--- DIRECTIONS FOR THIS TASK ---
From the items below, copy each line that contains the string "target", matching uppercase and lowercase letters exactly.

** START RECORDS FOR THE TASK **

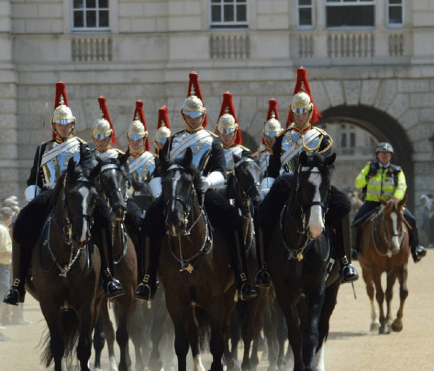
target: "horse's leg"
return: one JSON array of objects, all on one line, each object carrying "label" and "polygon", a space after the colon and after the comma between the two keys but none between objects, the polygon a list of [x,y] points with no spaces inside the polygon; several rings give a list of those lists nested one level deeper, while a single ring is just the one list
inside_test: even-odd
[{"label": "horse's leg", "polygon": [[374,303],[374,294],[375,293],[375,289],[374,288],[374,279],[371,271],[366,268],[362,268],[362,276],[366,286],[366,293],[369,298],[371,303],[371,322],[370,331],[377,331],[380,328],[380,321],[378,321],[377,312],[375,311],[375,305]]},{"label": "horse's leg", "polygon": [[383,307],[383,302],[384,301],[384,292],[383,291],[383,288],[381,286],[381,273],[376,272],[372,270],[372,278],[374,279],[374,284],[375,286],[375,290],[377,291],[375,294],[375,298],[377,299],[377,302],[378,304],[378,308],[380,311],[380,328],[378,329],[378,333],[388,334],[388,328],[386,326],[386,317],[384,315],[384,309]]},{"label": "horse's leg", "polygon": [[399,332],[402,329],[402,316],[404,314],[404,303],[408,295],[407,289],[407,280],[408,272],[407,270],[407,263],[404,264],[398,275],[399,282],[399,308],[396,313],[396,318],[392,323],[391,329],[394,331]]},{"label": "horse's leg", "polygon": [[108,307],[106,297],[105,295],[101,305],[101,313],[102,316],[102,324],[105,334],[105,340],[108,350],[108,370],[118,371],[118,366],[115,358],[115,329],[110,319]]},{"label": "horse's leg", "polygon": [[386,325],[390,327],[392,324],[392,314],[391,308],[393,298],[393,285],[396,281],[396,275],[394,272],[388,272],[387,274],[386,286]]},{"label": "horse's leg", "polygon": [[93,348],[95,350],[94,371],[101,371],[101,353],[105,343],[105,334],[102,326],[102,316],[99,313],[93,332]]}]

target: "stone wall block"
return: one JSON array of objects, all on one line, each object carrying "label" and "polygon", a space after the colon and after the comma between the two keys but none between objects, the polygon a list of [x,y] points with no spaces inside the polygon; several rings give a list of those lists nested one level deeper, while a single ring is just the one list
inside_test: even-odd
[{"label": "stone wall block", "polygon": [[383,111],[387,111],[396,95],[396,81],[387,80],[380,85],[374,102],[374,106]]},{"label": "stone wall block", "polygon": [[399,118],[410,108],[410,95],[398,94],[387,109],[387,112],[395,118]]},{"label": "stone wall block", "polygon": [[[313,100],[315,101],[318,109],[320,111],[323,111],[331,105],[332,105],[330,103],[330,100],[329,99],[329,95],[326,90],[324,84],[322,81],[309,82],[309,85],[310,87],[310,90],[313,94]],[[289,97],[288,100],[288,106],[290,103],[292,93],[293,92],[291,92],[289,93]]]},{"label": "stone wall block", "polygon": [[345,101],[349,105],[358,104],[362,91],[362,82],[355,80],[347,80],[344,82],[344,92]]},{"label": "stone wall block", "polygon": [[379,87],[380,81],[378,80],[362,81],[360,103],[366,105],[373,105]]},{"label": "stone wall block", "polygon": [[[324,87],[329,96],[331,105],[333,106],[341,105],[345,103],[344,98],[344,91],[341,81],[328,80],[324,82]],[[315,92],[315,90],[312,90]],[[312,94],[314,94],[312,93]],[[316,102],[316,95],[313,96],[313,100]]]}]

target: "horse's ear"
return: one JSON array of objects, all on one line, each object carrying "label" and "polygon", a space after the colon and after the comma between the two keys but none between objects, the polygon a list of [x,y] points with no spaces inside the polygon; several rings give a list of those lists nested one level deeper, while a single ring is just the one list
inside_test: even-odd
[{"label": "horse's ear", "polygon": [[89,177],[92,179],[94,179],[96,178],[101,171],[101,167],[102,166],[102,163],[101,161],[98,161],[98,164],[90,171],[90,173],[89,174]]},{"label": "horse's ear", "polygon": [[76,163],[74,161],[74,159],[71,157],[68,162],[68,174],[71,175],[76,172]]},{"label": "horse's ear", "polygon": [[378,200],[380,200],[380,202],[381,203],[381,204],[383,206],[385,206],[387,204],[387,201],[385,200],[385,199],[381,197],[381,196],[378,196]]},{"label": "horse's ear", "polygon": [[309,159],[305,151],[302,151],[299,157],[299,162],[302,166],[309,166]]},{"label": "horse's ear", "polygon": [[119,156],[118,158],[118,160],[119,161],[119,164],[121,166],[123,166],[126,163],[127,161],[128,161],[128,158],[130,157],[130,149],[128,148],[127,151],[125,152],[123,154]]},{"label": "horse's ear", "polygon": [[326,164],[327,166],[331,166],[333,164],[335,160],[336,160],[336,152],[334,152],[330,156],[328,156],[326,158]]},{"label": "horse's ear", "polygon": [[185,154],[184,155],[184,158],[183,162],[186,167],[187,167],[191,164],[191,161],[193,161],[193,152],[191,151],[191,148],[188,147],[185,151]]}]

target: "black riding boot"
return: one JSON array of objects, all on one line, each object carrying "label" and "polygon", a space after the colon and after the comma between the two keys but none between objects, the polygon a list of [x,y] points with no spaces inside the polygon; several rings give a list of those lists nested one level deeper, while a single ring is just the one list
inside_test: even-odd
[{"label": "black riding boot", "polygon": [[4,295],[3,302],[17,305],[24,302],[26,275],[29,270],[30,253],[28,249],[14,242],[12,249],[12,274],[13,282]]},{"label": "black riding boot", "polygon": [[341,265],[342,282],[353,282],[358,279],[358,273],[351,264],[350,256],[350,216],[347,214],[338,223],[335,230],[335,246]]},{"label": "black riding boot", "polygon": [[[268,249],[268,244],[270,243],[270,239],[266,239],[266,236],[261,228],[259,229],[259,237],[258,239],[262,250],[262,266],[256,273],[255,276],[255,286],[259,287],[270,287],[271,285],[271,279],[270,274],[268,273],[268,262],[270,261],[270,252]],[[260,256],[258,254],[258,257]],[[258,265],[260,261],[259,257],[258,258]]]},{"label": "black riding boot", "polygon": [[143,276],[143,280],[136,287],[134,292],[135,299],[147,302],[155,297],[157,288],[158,287],[157,271],[159,253],[158,243],[155,242],[154,239],[145,236],[144,259],[145,273]]},{"label": "black riding boot", "polygon": [[233,233],[230,233],[228,240],[232,268],[235,275],[240,299],[242,300],[254,299],[257,294],[247,279],[247,258],[242,228],[234,231]]},{"label": "black riding boot", "polygon": [[99,249],[101,255],[101,268],[102,271],[102,285],[109,299],[114,299],[125,294],[122,285],[114,277],[115,262],[113,257],[113,246],[110,241],[112,236],[108,230],[101,231],[102,243]]}]

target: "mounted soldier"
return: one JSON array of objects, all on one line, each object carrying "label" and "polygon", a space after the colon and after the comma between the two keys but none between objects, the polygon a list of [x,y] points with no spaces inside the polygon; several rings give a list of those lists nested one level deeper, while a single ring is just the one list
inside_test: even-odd
[{"label": "mounted soldier", "polygon": [[223,94],[223,101],[217,122],[216,134],[218,135],[221,141],[227,174],[232,171],[235,164],[234,154],[240,157],[251,154],[249,148],[241,145],[243,142],[241,131],[233,106],[232,94],[229,92]]},{"label": "mounted soldier", "polygon": [[[90,171],[94,156],[87,144],[74,135],[76,118],[68,105],[64,82],[56,84],[54,112],[51,119],[53,139],[38,147],[24,194],[28,204],[21,210],[14,227],[13,265],[13,282],[3,302],[23,302],[26,275],[30,267],[33,242],[38,238],[47,215],[52,189],[70,159]],[[104,256],[103,249],[100,249]],[[105,254],[105,256],[106,256]],[[110,256],[108,257],[110,259]],[[109,297],[123,293],[119,282],[112,275],[105,259],[102,259],[105,274],[104,287]]]},{"label": "mounted soldier", "polygon": [[130,172],[136,181],[148,182],[154,176],[156,158],[151,152],[142,100],[136,101],[133,120],[126,133],[130,150]]},{"label": "mounted soldier", "polygon": [[157,124],[157,131],[154,136],[154,144],[155,146],[155,154],[158,155],[163,148],[168,138],[171,135],[170,131],[170,122],[168,115],[167,107],[163,106],[158,110],[158,121]]},{"label": "mounted soldier", "polygon": [[98,98],[98,102],[101,114],[93,124],[92,131],[92,139],[95,147],[95,156],[102,160],[117,158],[119,154],[123,154],[124,152],[112,148],[112,145],[116,144],[117,139],[108,114],[105,97],[101,95]]},{"label": "mounted soldier", "polygon": [[[262,131],[261,145],[259,151],[253,155],[255,160],[260,167],[265,177],[267,177],[267,168],[270,164],[270,156],[273,153],[273,145],[277,136],[283,130],[279,120],[277,101],[274,98],[271,99],[268,101],[268,113]],[[281,172],[282,171],[281,169]],[[269,188],[270,187],[267,186],[266,188]]]},{"label": "mounted soldier", "polygon": [[[202,174],[201,189],[197,190],[205,194],[204,207],[211,224],[224,229],[227,236],[240,297],[242,300],[252,299],[256,297],[256,292],[247,280],[247,267],[243,264],[245,259],[241,258],[241,254],[244,253],[242,220],[229,201],[214,191],[224,184],[226,162],[218,137],[204,129],[207,124],[207,109],[196,72],[190,74],[187,97],[181,113],[185,129],[170,137],[162,150],[167,158],[174,159],[183,158],[187,149],[191,149],[192,163]],[[159,197],[161,193],[161,178],[154,177],[150,184],[158,198],[148,210],[143,224],[148,266],[143,281],[135,293],[136,299],[145,300],[152,299],[157,289],[158,240],[165,233],[164,206],[162,198]]]},{"label": "mounted soldier", "polygon": [[[393,148],[386,142],[382,142],[375,151],[376,161],[369,162],[362,169],[355,180],[355,187],[364,190],[365,201],[357,213],[351,227],[352,247],[355,251],[353,254],[357,258],[360,251],[358,246],[359,226],[381,206],[379,197],[385,200],[395,198],[401,201],[407,190],[405,176],[400,166],[391,162]],[[411,256],[414,263],[418,263],[427,253],[425,249],[419,244],[416,219],[407,208],[404,209],[404,218],[411,227],[409,230],[410,245]]]},{"label": "mounted soldier", "polygon": [[[327,158],[333,154],[333,140],[324,130],[312,126],[317,122],[320,114],[312,99],[306,70],[301,67],[297,70],[297,82],[288,112],[286,128],[277,137],[273,148],[267,169],[267,177],[263,180],[265,192],[272,185],[283,168],[286,172],[293,173],[299,167],[298,158],[302,151],[308,153],[318,152]],[[287,194],[283,190],[274,187],[270,189],[263,204],[270,210],[267,220],[260,220],[263,232],[263,259],[255,279],[259,286],[269,287],[270,284],[268,271],[270,252],[269,244],[273,229]],[[335,233],[335,246],[341,265],[343,282],[357,279],[358,275],[350,261],[349,212],[351,203],[345,194],[332,187],[329,200],[326,221]],[[327,207],[327,206],[325,205]]]}]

** END RECORDS FOR THE TASK **

--- CORRECT ANSWER ---
target: "horse's leg"
target: "stone wall block"
target: "horse's ear"
target: "black riding boot"
target: "mounted soldier"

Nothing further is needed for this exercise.